## [Passage to read]
My next novel, THE HOOK, is out today

The HookMy latest novel, The Hook, is out today as a paperback and Kindle book. It’s even available on the iTunes Bookstore for the masochists among you. The Hook is fun and cheap and you should definitely read it. Here’s the dust-jacket description:

Scott Sole might be a teacher, but outside of school hours he likes to think he lives in the adult world. That’s why he indulges his sometime-girlfriend’s request to install an adjustable length hook in his apartment wall—of the sort appropriate for hanging people, not paintings. The project goes so well that, at her urging, he writes a blog post about it. Nobody cares about Scott’s blog—until three students find the post and think they can use it for their own purposes.

Each has a motive: Stacy wants to find out if there’s any truth in the whispers that Scott and her older sister had an affair during her sister’s senior year; Arianna thinks she can use it to weasel out of a semester-long writing assignment; and Sheldon wants a way onto the school newspaper to pad his college application. At the same time, one of Scott’s former students returns to his classroom as a student-teacher with a crush on her supervisor. But as accusations fly regarding the blog post, his students, and the rest of Scott’s less-than-perfect life, Scott discovers that once rumors begin, they’re as hard to stop as dirty pictures on the Internet. They might not just cost him his job, but his freedom. It turns out that a good hook can keep you reading, hold up a kinky girlfriend, and hang your career all at the same time.

My last novel, Asking Anna came out on January 17, 2014. In the last year I’ve quit some things and started others; written about a quarter of my next (likely) novel; read a lot; almost died; and wrote down too many ideas to execute in the next twenty years. But the Asking Anna announcement post is similar to this one, and everything I wrote then is still true:

I’ve been writing fiction with what I’d call a reasonably high level of seriousness since I was 19; I’d rather not do the math on how long ago that was, but let’s call it more than a decade. It took me four to six false starts to get to the first complete novel (as described in slightly more detail here) and another two completed novels to finish one that someone else might actually want to read. Asking Anna came a couple novels after that.

## [Extracted entries]
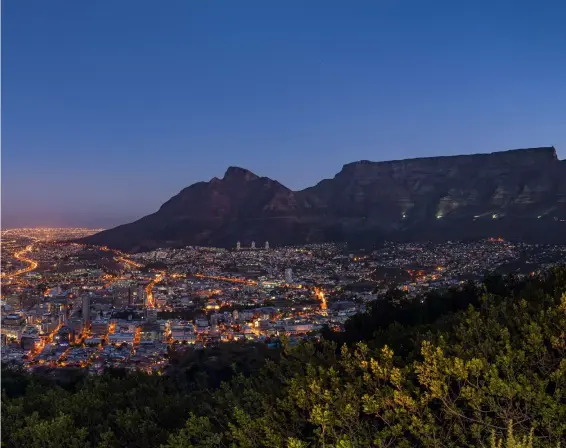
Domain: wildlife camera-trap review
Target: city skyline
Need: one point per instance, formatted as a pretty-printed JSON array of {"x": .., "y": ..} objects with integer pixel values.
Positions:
[{"x": 101, "y": 128}]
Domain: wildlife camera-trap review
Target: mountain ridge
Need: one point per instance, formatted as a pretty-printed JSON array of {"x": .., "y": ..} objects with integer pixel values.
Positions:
[{"x": 519, "y": 194}]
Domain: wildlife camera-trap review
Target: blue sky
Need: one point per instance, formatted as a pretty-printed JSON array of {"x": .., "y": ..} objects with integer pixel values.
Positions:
[{"x": 111, "y": 107}]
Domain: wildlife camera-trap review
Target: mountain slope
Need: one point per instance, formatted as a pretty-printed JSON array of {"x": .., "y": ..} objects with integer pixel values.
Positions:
[{"x": 518, "y": 194}]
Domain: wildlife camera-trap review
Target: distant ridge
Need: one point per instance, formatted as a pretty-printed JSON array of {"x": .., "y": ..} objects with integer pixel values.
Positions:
[{"x": 517, "y": 194}]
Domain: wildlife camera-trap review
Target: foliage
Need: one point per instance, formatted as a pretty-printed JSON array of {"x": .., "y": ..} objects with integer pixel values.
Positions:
[{"x": 484, "y": 366}]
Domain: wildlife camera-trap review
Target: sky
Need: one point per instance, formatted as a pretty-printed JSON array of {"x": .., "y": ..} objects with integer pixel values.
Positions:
[{"x": 109, "y": 107}]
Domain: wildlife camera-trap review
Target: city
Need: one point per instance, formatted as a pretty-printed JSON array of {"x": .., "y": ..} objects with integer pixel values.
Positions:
[{"x": 68, "y": 305}]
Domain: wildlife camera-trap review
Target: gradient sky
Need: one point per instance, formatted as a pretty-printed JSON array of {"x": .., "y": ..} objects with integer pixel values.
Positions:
[{"x": 111, "y": 107}]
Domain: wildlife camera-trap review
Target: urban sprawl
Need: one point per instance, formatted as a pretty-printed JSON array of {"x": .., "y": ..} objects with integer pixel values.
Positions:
[{"x": 68, "y": 305}]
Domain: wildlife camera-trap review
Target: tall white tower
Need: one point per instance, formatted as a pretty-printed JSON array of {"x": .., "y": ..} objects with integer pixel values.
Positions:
[{"x": 288, "y": 275}]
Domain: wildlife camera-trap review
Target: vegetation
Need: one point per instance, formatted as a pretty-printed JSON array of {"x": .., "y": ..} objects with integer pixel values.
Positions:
[{"x": 478, "y": 367}]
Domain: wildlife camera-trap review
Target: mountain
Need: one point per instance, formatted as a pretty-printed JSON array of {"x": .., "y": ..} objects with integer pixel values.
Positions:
[{"x": 518, "y": 194}]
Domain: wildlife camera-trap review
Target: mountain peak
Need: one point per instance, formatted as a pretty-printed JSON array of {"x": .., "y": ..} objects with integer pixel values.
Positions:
[{"x": 236, "y": 172}]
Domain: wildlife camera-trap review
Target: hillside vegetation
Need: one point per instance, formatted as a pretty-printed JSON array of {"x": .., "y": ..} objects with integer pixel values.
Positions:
[{"x": 479, "y": 367}]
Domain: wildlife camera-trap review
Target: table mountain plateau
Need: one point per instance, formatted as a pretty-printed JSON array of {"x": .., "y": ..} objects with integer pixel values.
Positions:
[{"x": 518, "y": 195}]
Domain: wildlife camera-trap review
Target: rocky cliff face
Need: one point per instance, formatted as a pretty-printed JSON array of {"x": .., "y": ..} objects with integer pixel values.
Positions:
[{"x": 518, "y": 194}]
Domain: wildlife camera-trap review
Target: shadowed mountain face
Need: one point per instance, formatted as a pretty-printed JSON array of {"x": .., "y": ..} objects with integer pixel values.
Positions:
[{"x": 519, "y": 194}]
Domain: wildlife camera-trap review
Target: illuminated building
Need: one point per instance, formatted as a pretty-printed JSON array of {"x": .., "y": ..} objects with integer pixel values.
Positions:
[
  {"x": 289, "y": 275},
  {"x": 86, "y": 309}
]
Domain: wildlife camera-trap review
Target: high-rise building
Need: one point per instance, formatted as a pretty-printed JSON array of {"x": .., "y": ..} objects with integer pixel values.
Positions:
[
  {"x": 141, "y": 294},
  {"x": 86, "y": 309},
  {"x": 288, "y": 275}
]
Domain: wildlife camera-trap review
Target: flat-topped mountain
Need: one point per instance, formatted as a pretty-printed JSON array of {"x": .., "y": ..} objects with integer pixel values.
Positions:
[{"x": 518, "y": 194}]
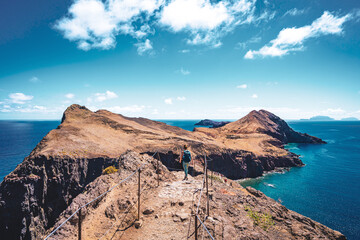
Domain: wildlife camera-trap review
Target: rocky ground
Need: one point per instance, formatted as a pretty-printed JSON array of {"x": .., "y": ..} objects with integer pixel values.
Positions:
[
  {"x": 73, "y": 156},
  {"x": 167, "y": 209}
]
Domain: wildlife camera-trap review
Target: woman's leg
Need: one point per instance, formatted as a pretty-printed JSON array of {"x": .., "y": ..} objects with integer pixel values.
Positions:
[{"x": 186, "y": 167}]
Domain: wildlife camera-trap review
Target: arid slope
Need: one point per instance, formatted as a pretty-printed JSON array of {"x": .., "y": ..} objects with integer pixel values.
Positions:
[{"x": 74, "y": 155}]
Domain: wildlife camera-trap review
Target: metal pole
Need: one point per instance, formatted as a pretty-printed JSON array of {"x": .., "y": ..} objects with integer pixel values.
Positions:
[
  {"x": 207, "y": 189},
  {"x": 212, "y": 170},
  {"x": 79, "y": 225},
  {"x": 195, "y": 227},
  {"x": 158, "y": 170},
  {"x": 139, "y": 196}
]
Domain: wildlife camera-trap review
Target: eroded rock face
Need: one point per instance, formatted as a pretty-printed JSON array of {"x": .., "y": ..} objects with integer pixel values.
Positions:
[
  {"x": 235, "y": 212},
  {"x": 39, "y": 189},
  {"x": 73, "y": 155}
]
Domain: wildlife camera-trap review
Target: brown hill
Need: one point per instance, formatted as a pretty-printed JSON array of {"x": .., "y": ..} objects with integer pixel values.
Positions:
[{"x": 73, "y": 155}]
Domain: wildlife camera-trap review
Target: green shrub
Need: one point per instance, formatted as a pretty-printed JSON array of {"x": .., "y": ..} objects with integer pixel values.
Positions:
[
  {"x": 263, "y": 220},
  {"x": 215, "y": 178},
  {"x": 110, "y": 170}
]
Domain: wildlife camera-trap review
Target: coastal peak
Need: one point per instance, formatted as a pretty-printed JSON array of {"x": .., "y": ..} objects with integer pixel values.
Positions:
[
  {"x": 265, "y": 122},
  {"x": 75, "y": 111}
]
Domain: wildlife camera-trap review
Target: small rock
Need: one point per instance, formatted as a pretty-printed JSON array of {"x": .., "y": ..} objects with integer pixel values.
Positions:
[
  {"x": 138, "y": 224},
  {"x": 182, "y": 216},
  {"x": 148, "y": 211}
]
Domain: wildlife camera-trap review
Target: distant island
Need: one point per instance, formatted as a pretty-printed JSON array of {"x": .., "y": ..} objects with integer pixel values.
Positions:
[
  {"x": 326, "y": 118},
  {"x": 350, "y": 119},
  {"x": 68, "y": 168},
  {"x": 319, "y": 118},
  {"x": 211, "y": 123}
]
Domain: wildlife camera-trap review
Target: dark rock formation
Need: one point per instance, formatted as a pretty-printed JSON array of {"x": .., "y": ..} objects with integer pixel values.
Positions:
[
  {"x": 73, "y": 155},
  {"x": 211, "y": 123},
  {"x": 265, "y": 122}
]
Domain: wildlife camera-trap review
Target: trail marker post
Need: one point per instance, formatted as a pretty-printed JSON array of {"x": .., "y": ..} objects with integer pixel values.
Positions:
[
  {"x": 79, "y": 225},
  {"x": 207, "y": 189},
  {"x": 196, "y": 227}
]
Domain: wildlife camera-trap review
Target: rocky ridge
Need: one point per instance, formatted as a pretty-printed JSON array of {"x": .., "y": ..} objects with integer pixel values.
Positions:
[
  {"x": 167, "y": 210},
  {"x": 72, "y": 156}
]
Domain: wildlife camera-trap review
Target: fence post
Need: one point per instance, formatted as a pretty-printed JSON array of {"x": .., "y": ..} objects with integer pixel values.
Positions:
[
  {"x": 212, "y": 170},
  {"x": 195, "y": 227},
  {"x": 158, "y": 170},
  {"x": 207, "y": 189},
  {"x": 139, "y": 195},
  {"x": 79, "y": 225}
]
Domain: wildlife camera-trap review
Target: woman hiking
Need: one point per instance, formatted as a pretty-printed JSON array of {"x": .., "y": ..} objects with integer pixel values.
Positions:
[{"x": 185, "y": 158}]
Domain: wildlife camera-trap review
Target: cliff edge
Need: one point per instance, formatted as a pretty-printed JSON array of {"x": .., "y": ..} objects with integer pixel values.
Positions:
[{"x": 72, "y": 156}]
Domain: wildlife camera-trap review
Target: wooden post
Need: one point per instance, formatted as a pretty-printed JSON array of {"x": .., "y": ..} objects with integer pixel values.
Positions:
[
  {"x": 207, "y": 189},
  {"x": 139, "y": 196},
  {"x": 158, "y": 169},
  {"x": 79, "y": 225},
  {"x": 195, "y": 227},
  {"x": 212, "y": 170}
]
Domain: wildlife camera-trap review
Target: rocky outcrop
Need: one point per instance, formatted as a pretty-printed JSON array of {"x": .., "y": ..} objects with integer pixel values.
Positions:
[
  {"x": 73, "y": 155},
  {"x": 211, "y": 123},
  {"x": 267, "y": 123},
  {"x": 235, "y": 212}
]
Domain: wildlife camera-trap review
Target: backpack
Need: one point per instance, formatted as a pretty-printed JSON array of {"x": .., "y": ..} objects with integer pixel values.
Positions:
[{"x": 187, "y": 156}]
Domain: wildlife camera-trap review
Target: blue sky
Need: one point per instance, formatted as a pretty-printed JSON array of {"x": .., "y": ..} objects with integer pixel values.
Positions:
[{"x": 180, "y": 59}]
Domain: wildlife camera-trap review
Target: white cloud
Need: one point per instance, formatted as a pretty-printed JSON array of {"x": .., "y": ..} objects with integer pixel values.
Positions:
[
  {"x": 20, "y": 98},
  {"x": 333, "y": 111},
  {"x": 168, "y": 100},
  {"x": 100, "y": 97},
  {"x": 127, "y": 109},
  {"x": 242, "y": 86},
  {"x": 144, "y": 47},
  {"x": 34, "y": 80},
  {"x": 184, "y": 51},
  {"x": 292, "y": 39},
  {"x": 208, "y": 21},
  {"x": 295, "y": 12},
  {"x": 184, "y": 72},
  {"x": 181, "y": 98},
  {"x": 96, "y": 23},
  {"x": 70, "y": 95},
  {"x": 194, "y": 14},
  {"x": 32, "y": 109}
]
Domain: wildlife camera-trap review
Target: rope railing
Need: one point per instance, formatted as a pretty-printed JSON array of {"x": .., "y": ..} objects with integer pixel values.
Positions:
[
  {"x": 196, "y": 213},
  {"x": 101, "y": 195}
]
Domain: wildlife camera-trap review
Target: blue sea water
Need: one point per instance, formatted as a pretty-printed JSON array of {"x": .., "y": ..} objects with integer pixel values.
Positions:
[
  {"x": 18, "y": 139},
  {"x": 327, "y": 189}
]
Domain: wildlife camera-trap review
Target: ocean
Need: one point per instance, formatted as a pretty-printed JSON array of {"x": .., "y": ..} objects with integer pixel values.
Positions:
[{"x": 327, "y": 189}]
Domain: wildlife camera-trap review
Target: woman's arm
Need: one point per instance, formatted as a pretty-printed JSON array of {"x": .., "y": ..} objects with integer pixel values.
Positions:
[{"x": 181, "y": 156}]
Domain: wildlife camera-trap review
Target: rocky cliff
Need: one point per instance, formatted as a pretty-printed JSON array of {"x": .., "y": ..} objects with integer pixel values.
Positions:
[
  {"x": 73, "y": 155},
  {"x": 211, "y": 123},
  {"x": 167, "y": 209}
]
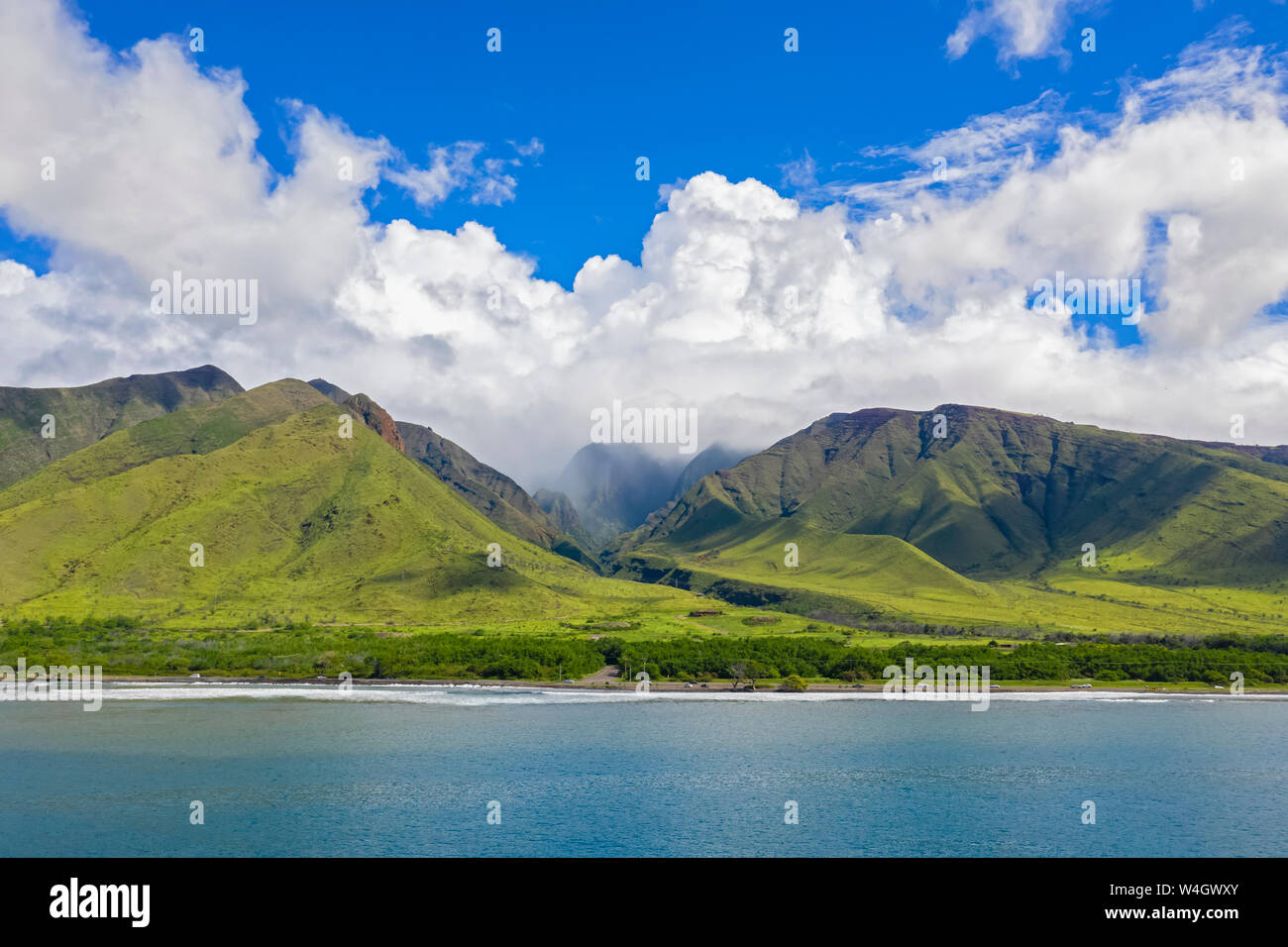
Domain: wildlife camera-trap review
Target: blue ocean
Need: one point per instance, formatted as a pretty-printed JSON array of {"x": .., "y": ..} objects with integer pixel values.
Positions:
[{"x": 478, "y": 771}]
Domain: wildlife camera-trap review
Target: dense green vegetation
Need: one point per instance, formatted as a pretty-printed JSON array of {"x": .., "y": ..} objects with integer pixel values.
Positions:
[
  {"x": 292, "y": 518},
  {"x": 872, "y": 515},
  {"x": 1260, "y": 660},
  {"x": 84, "y": 415},
  {"x": 304, "y": 651}
]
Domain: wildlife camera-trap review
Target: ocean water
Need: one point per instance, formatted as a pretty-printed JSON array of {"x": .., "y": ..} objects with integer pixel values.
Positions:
[{"x": 411, "y": 771}]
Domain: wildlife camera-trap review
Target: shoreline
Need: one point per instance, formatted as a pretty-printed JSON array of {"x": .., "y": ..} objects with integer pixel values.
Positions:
[{"x": 668, "y": 685}]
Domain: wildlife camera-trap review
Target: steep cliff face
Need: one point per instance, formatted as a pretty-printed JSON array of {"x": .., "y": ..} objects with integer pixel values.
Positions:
[{"x": 377, "y": 419}]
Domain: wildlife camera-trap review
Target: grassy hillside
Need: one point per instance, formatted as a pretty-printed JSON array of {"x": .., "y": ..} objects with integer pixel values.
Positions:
[
  {"x": 84, "y": 415},
  {"x": 294, "y": 521},
  {"x": 987, "y": 526}
]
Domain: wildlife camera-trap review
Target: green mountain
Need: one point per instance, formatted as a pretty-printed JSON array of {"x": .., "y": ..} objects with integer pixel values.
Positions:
[
  {"x": 291, "y": 518},
  {"x": 489, "y": 491},
  {"x": 613, "y": 487},
  {"x": 88, "y": 414},
  {"x": 1003, "y": 504}
]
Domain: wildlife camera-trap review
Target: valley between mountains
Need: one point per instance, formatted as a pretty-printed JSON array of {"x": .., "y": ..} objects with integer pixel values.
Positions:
[{"x": 871, "y": 521}]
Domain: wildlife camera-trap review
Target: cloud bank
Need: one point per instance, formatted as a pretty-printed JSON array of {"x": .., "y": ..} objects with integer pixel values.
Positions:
[{"x": 761, "y": 312}]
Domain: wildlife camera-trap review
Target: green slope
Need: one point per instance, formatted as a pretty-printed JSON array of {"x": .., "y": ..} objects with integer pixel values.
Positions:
[
  {"x": 1186, "y": 535},
  {"x": 294, "y": 521},
  {"x": 84, "y": 415},
  {"x": 198, "y": 429}
]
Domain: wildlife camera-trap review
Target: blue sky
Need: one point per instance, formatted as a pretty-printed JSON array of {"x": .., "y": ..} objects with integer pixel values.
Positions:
[
  {"x": 510, "y": 176},
  {"x": 695, "y": 86}
]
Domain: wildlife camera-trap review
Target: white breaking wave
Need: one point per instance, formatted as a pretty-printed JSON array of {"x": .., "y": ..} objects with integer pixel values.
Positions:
[{"x": 469, "y": 694}]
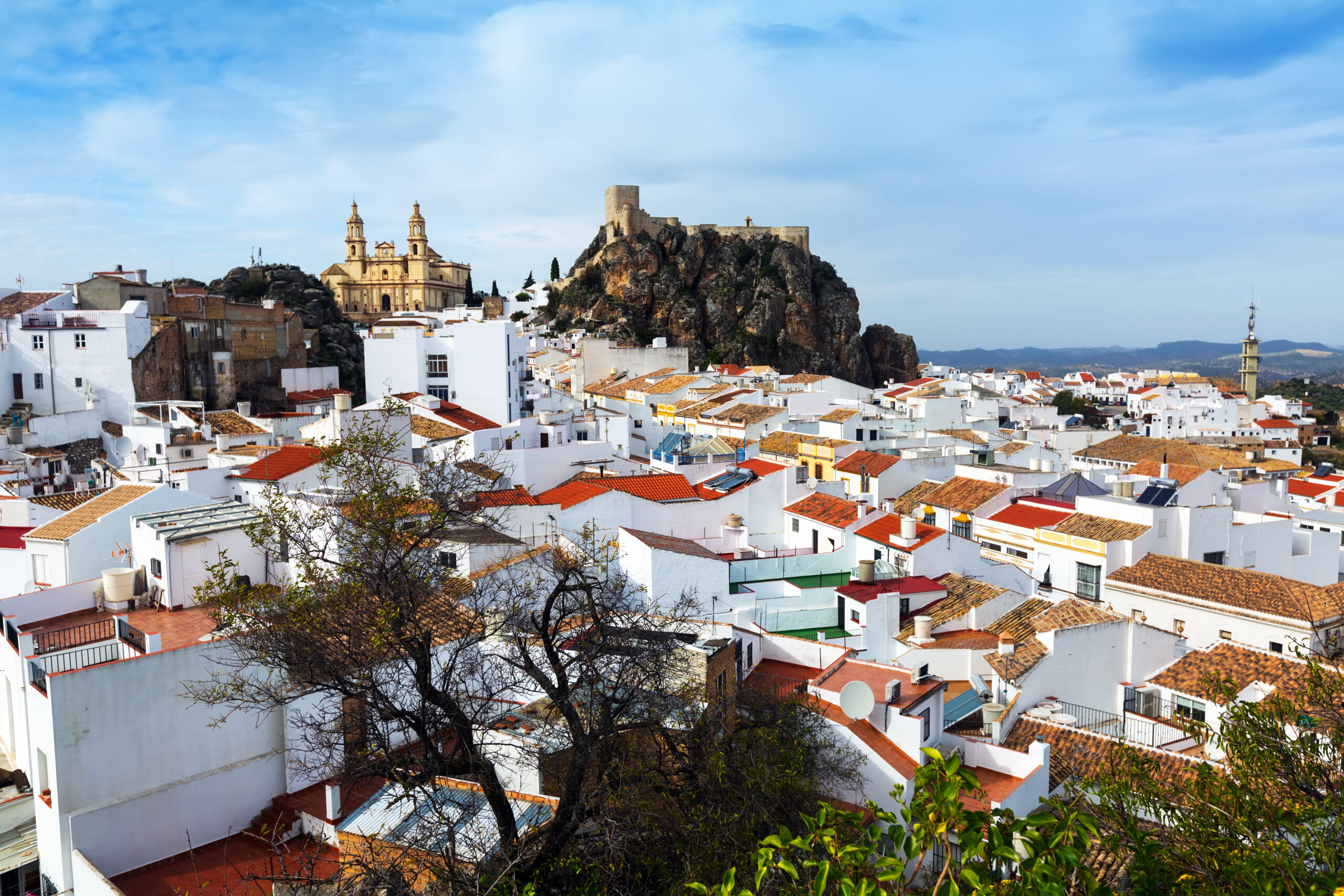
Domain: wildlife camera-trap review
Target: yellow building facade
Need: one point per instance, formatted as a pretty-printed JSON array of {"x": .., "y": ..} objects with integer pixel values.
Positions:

## [Task to carry out]
Continue the author's post announcing The Hook, starting right after its last sentence.

## [Output of the exercise]
What else? Other writers warned me about bad reviews. They were right that I’d get them, but they were wrong about my reaction: I mostly view bad reviews as entertainment. This “review” may be the best in that respect: “This is surely one of the worst books I have ever read.the author envisions himself as being cerebral by using vocabulary that does not even have any place in the story.” I’m not sure how anyone would envision the author of a novel envisioning himself just through reading the novel in question, but life on the wilds of the Internet entails some pretty confusing commentary.

I’d also like to thank everyone reading this who bought a copy of Asking Anna, and everyone who has bought or is going to buy a copy of The Hook. Books exist to be read. It’s because of your support of Asking Anna that I’ve been able to bring out The Hook. If you’ve gotten this far, let me suggest that you stop by Goodreads and leave comments there.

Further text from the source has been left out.